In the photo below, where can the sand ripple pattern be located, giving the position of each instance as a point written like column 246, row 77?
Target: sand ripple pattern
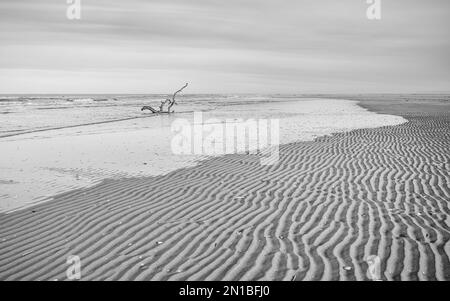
column 317, row 215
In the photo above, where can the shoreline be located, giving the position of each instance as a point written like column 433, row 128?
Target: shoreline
column 228, row 218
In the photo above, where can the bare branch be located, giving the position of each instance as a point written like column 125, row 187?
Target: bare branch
column 163, row 103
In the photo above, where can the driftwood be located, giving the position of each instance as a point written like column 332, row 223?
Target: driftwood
column 168, row 101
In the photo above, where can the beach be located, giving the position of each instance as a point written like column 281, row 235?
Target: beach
column 374, row 187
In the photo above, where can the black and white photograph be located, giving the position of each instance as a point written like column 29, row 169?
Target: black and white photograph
column 235, row 141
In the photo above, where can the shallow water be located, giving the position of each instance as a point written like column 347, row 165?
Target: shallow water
column 45, row 150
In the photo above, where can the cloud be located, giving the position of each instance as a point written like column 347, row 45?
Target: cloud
column 225, row 46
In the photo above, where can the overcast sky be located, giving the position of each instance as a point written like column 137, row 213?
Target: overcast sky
column 230, row 46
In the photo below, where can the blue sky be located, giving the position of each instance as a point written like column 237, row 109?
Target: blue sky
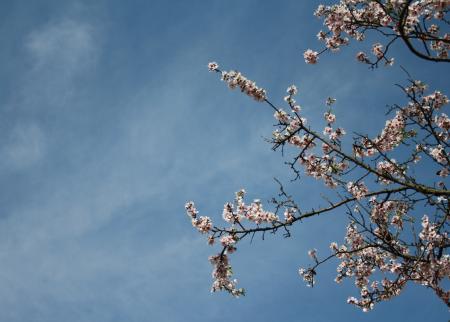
column 110, row 122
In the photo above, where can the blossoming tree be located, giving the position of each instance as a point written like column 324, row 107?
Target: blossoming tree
column 398, row 229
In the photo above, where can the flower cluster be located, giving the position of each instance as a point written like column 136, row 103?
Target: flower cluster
column 203, row 223
column 235, row 79
column 410, row 21
column 357, row 189
column 222, row 274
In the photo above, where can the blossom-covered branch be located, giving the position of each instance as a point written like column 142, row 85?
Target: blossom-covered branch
column 420, row 25
column 381, row 237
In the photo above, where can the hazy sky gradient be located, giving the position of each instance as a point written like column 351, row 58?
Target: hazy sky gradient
column 110, row 122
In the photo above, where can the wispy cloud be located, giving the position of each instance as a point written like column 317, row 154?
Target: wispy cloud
column 25, row 146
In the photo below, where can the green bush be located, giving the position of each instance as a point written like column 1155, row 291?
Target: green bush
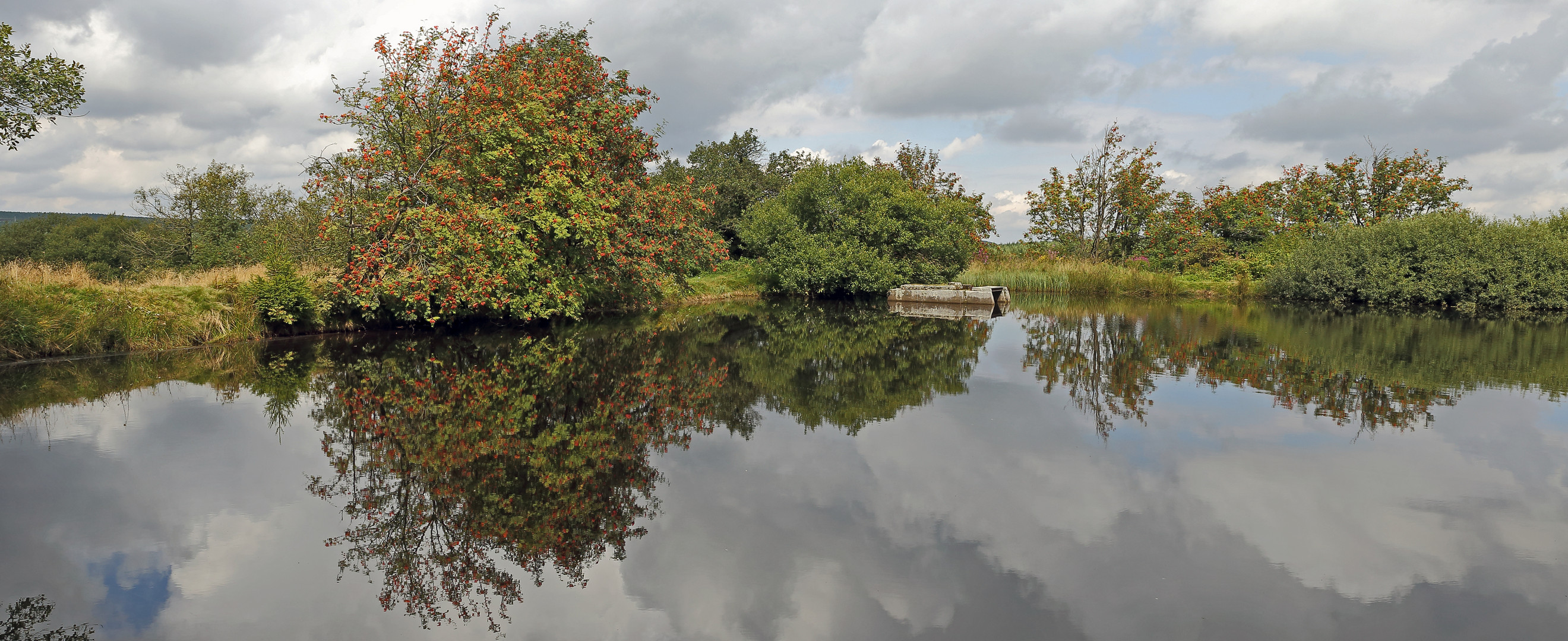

**PROBLEM DESCRIPTION:** Change each "driftwood" to "fallen log" in the stretch of material from its start through the line that contains "column 168, row 101", and write out that stretch again with nothing else altered. Leave the pictures out.

**RESPONSE:**
In the photo below, where can the sand ripple pattern be located, giving the position of each instance as a point written like column 246, row 77?
Target: sand ripple pattern
column 317, row 215
In the photo above, where can the shoreline be located, giving the position of each instance as a point written like column 433, row 128?
Target: shoreline
column 228, row 218
In the photo above, where can the bare branch be located, giving the position of each instance as a point written like column 125, row 187?
Target: bare branch
column 163, row 103
In the photo above, where can the fallen log be located, giving the position of each instance as a point written like column 332, row 223?
Target: fallen log
column 168, row 101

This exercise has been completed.